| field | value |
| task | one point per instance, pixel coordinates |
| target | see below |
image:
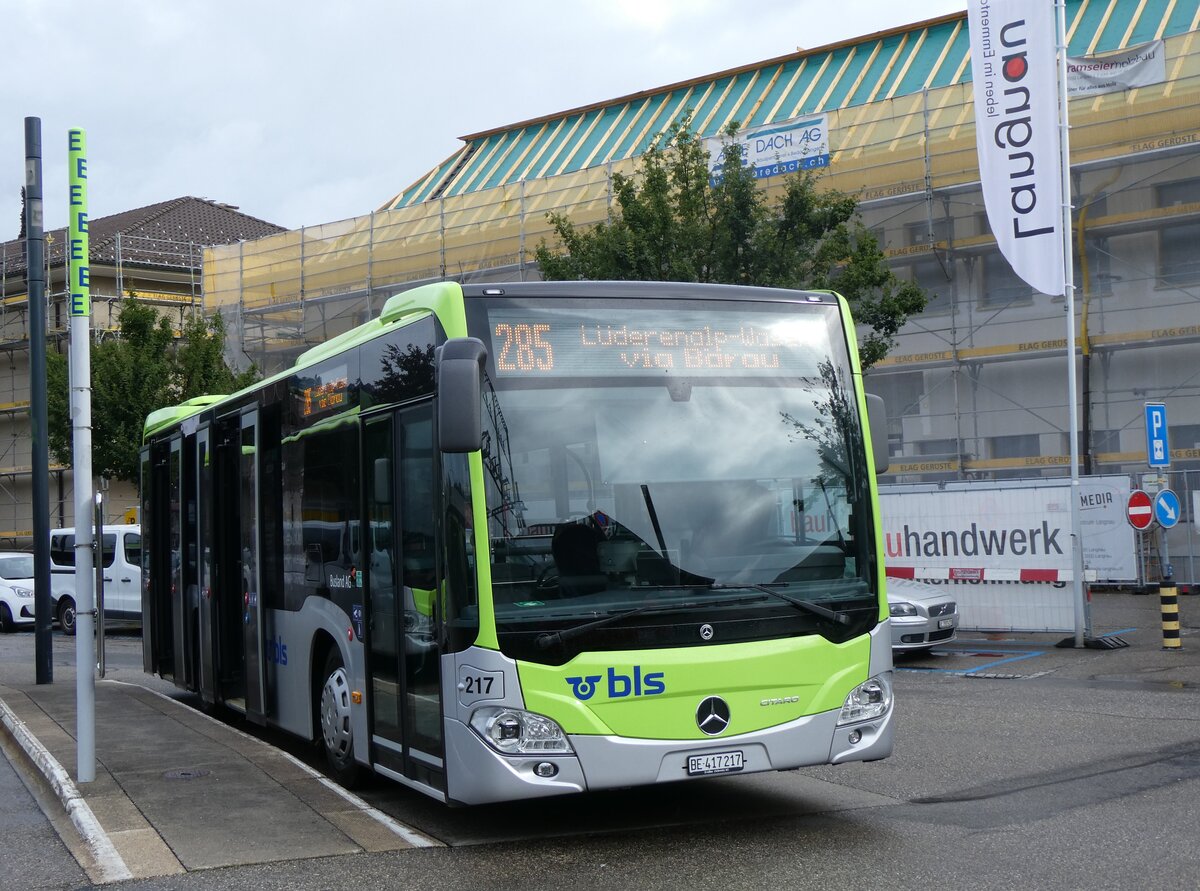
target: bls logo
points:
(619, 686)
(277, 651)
◆ ◆ ◆ ◆ ◆
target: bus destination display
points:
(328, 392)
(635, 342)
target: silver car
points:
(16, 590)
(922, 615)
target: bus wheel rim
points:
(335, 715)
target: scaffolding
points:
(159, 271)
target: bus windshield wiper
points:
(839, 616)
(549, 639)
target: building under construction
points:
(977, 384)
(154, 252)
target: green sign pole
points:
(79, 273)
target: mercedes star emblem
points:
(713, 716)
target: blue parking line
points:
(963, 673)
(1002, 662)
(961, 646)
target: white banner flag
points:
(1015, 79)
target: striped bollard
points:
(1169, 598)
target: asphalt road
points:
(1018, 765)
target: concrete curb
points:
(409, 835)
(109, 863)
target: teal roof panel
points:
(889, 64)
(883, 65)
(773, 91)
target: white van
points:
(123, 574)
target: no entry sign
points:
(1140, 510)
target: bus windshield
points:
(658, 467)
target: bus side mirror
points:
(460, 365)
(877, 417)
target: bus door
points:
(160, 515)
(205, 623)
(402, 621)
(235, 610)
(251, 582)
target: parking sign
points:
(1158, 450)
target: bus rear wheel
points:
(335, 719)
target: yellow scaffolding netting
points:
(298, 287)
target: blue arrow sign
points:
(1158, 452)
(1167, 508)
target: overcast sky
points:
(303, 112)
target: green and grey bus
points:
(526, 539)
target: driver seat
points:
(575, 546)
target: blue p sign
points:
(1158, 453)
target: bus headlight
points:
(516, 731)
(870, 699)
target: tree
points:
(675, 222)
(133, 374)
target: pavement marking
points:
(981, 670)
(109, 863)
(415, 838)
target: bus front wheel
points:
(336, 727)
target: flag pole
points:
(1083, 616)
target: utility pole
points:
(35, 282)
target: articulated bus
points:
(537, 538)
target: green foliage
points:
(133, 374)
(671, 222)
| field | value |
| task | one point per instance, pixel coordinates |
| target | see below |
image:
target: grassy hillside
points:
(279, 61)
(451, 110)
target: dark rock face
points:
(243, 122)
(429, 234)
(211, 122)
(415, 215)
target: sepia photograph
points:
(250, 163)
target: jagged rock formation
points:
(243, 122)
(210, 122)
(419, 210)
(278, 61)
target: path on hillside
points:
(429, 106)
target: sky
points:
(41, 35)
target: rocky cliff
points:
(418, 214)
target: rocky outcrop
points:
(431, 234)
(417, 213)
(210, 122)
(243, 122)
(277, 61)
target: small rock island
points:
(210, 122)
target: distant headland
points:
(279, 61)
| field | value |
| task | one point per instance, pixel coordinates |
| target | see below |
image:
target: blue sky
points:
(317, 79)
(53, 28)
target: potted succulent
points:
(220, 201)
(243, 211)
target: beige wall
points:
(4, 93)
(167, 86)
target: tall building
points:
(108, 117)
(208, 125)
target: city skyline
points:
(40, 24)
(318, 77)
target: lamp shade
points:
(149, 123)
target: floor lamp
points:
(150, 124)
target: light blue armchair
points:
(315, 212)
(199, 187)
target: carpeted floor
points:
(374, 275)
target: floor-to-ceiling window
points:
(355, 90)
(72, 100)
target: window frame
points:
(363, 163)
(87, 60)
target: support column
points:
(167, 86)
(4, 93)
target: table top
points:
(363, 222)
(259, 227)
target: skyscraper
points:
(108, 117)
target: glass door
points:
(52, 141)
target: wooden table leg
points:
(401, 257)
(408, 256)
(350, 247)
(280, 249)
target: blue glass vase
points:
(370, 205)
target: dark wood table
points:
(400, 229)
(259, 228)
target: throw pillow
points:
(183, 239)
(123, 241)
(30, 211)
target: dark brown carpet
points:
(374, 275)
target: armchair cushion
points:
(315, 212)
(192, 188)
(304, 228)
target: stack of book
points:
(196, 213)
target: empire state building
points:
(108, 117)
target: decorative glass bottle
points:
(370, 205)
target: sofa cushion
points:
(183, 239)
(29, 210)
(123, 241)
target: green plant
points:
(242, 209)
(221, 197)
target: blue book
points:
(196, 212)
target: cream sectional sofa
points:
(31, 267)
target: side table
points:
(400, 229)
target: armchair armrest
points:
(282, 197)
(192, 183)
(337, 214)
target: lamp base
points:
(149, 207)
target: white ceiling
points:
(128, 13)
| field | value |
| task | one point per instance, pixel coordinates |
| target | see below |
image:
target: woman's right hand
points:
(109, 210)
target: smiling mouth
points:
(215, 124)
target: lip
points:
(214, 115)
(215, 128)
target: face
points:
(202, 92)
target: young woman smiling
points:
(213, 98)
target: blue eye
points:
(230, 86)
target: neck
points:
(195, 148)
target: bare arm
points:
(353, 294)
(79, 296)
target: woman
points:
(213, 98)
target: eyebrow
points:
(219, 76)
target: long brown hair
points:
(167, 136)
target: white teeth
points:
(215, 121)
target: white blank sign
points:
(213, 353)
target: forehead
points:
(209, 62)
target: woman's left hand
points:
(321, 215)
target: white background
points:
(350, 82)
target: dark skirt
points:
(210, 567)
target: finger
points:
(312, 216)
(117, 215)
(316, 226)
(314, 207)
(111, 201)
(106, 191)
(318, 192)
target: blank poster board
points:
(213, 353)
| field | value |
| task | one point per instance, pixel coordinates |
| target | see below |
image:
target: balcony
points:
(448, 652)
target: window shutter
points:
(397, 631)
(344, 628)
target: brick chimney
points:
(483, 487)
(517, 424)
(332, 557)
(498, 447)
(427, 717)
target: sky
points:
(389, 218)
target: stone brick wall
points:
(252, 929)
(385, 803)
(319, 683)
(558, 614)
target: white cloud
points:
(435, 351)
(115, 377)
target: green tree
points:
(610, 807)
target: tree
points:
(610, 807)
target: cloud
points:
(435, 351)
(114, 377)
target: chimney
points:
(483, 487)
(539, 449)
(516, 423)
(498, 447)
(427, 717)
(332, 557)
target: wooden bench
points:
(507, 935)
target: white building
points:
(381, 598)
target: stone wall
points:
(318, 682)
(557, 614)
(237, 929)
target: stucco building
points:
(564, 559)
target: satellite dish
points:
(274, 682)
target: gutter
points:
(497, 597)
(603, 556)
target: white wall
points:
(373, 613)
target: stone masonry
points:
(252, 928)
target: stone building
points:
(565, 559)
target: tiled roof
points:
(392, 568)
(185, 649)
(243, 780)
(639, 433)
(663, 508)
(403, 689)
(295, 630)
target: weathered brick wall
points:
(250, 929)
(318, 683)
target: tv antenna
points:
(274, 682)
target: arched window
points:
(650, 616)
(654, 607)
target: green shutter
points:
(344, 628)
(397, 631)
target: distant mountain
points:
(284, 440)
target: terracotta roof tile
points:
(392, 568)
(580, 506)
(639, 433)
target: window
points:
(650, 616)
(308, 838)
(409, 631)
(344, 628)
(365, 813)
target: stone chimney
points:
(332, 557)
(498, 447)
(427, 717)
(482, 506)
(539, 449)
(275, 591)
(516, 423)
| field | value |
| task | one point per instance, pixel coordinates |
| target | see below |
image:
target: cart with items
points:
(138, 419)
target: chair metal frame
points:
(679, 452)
◆ ◆ ◆ ◆ ◆
Requirement
Count how many rows above contain the string "floor", and reply with that number alone.

Exercise output
3